• [GOAL]
Update the part of the records that opens with the line containing "Practice step: set one point on each instance of the church" and closes with the line containing "Target: church spire": replace "church spire" with "church steeple" and leave everything else unchanged. Give back only those lines.

• [DATA FOR THE TASK]
_ _ _

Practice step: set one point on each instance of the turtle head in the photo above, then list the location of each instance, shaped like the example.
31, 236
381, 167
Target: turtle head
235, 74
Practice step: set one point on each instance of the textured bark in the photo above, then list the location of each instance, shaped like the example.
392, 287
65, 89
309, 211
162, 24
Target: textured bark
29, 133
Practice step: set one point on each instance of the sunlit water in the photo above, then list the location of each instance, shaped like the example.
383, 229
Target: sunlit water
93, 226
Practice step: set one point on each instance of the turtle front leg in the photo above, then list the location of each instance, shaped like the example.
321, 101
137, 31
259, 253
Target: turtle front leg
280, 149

_ _ _

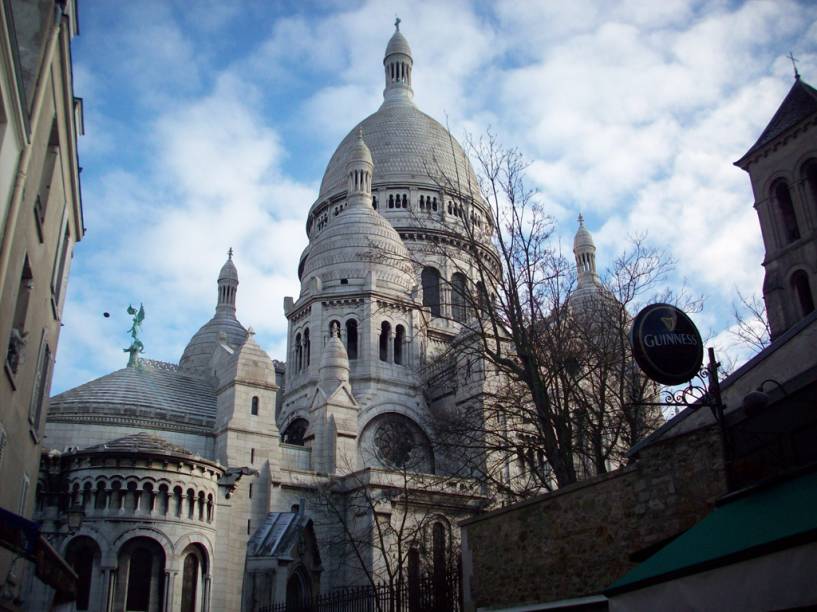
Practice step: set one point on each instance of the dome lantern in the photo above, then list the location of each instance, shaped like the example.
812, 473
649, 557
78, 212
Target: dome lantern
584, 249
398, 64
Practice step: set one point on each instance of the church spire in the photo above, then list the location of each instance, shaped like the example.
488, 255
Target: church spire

_ _ _

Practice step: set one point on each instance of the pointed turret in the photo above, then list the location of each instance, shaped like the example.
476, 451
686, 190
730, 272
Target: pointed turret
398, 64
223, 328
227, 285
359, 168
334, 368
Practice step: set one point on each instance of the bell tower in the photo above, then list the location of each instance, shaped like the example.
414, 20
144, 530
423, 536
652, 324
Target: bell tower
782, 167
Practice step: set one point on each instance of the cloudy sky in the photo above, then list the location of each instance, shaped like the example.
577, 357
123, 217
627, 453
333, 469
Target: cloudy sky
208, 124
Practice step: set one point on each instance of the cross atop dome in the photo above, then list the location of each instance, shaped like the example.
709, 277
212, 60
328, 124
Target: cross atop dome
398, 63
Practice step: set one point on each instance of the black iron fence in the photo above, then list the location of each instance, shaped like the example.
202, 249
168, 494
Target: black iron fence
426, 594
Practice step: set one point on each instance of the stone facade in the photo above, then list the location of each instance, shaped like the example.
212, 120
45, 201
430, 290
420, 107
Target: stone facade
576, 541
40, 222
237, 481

_ _ _

• [ANSWER IN FULL]
Practice step: set one point on each instance of the church steeple in the photo above, then list the location of each instance, shaped like the example.
488, 255
Target: church steeple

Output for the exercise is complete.